- _WORK ITEM_
Every entry needs to be written out again exactly.

Records drawn from a dataset
**********

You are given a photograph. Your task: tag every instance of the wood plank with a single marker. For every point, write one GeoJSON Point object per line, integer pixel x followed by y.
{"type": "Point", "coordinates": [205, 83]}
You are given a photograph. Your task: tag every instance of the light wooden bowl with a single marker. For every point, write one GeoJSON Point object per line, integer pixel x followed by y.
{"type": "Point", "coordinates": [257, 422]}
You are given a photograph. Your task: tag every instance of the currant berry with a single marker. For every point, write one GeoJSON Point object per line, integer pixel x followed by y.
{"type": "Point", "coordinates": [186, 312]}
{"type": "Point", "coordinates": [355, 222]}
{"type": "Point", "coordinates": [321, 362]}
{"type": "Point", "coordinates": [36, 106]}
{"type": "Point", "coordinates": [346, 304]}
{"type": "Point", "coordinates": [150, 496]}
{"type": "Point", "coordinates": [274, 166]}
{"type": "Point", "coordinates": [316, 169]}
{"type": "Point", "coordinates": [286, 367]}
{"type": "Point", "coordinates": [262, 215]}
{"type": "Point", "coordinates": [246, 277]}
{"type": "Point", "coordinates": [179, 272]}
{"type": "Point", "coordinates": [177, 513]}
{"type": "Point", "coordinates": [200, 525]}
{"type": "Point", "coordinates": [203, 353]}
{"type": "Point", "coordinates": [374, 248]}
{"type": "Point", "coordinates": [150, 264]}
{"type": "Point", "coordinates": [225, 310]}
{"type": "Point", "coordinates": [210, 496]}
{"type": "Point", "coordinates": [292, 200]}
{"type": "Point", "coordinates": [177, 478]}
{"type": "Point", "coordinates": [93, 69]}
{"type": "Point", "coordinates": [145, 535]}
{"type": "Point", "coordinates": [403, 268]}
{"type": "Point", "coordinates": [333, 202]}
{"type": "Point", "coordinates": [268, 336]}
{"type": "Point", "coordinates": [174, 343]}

**********

- _REPLY TO THE TASK_
You are given a photograph. Your task: tag every instance of the wood plank with a single marker. For every point, write one GeoJSON Point object per line, integer pixel x followed by y.
{"type": "Point", "coordinates": [205, 83]}
You are given a photograph. Your task: tag every instance of the light wooden bowl with a single marker. For every point, write one GeoJSON Point object per line, integer pixel x followed by y.
{"type": "Point", "coordinates": [257, 422]}
You are given a photograph. Your task: tag every instance of the currant berry with a single marker. For every point, write one GeoJSON Point object per line, integer pixel x followed by y.
{"type": "Point", "coordinates": [186, 312]}
{"type": "Point", "coordinates": [355, 222]}
{"type": "Point", "coordinates": [321, 362]}
{"type": "Point", "coordinates": [36, 106]}
{"type": "Point", "coordinates": [346, 304]}
{"type": "Point", "coordinates": [150, 496]}
{"type": "Point", "coordinates": [274, 166]}
{"type": "Point", "coordinates": [316, 169]}
{"type": "Point", "coordinates": [286, 367]}
{"type": "Point", "coordinates": [262, 215]}
{"type": "Point", "coordinates": [246, 277]}
{"type": "Point", "coordinates": [179, 272]}
{"type": "Point", "coordinates": [177, 513]}
{"type": "Point", "coordinates": [200, 525]}
{"type": "Point", "coordinates": [203, 353]}
{"type": "Point", "coordinates": [374, 248]}
{"type": "Point", "coordinates": [150, 264]}
{"type": "Point", "coordinates": [225, 310]}
{"type": "Point", "coordinates": [210, 496]}
{"type": "Point", "coordinates": [292, 200]}
{"type": "Point", "coordinates": [177, 478]}
{"type": "Point", "coordinates": [93, 69]}
{"type": "Point", "coordinates": [145, 535]}
{"type": "Point", "coordinates": [403, 268]}
{"type": "Point", "coordinates": [333, 202]}
{"type": "Point", "coordinates": [268, 336]}
{"type": "Point", "coordinates": [174, 343]}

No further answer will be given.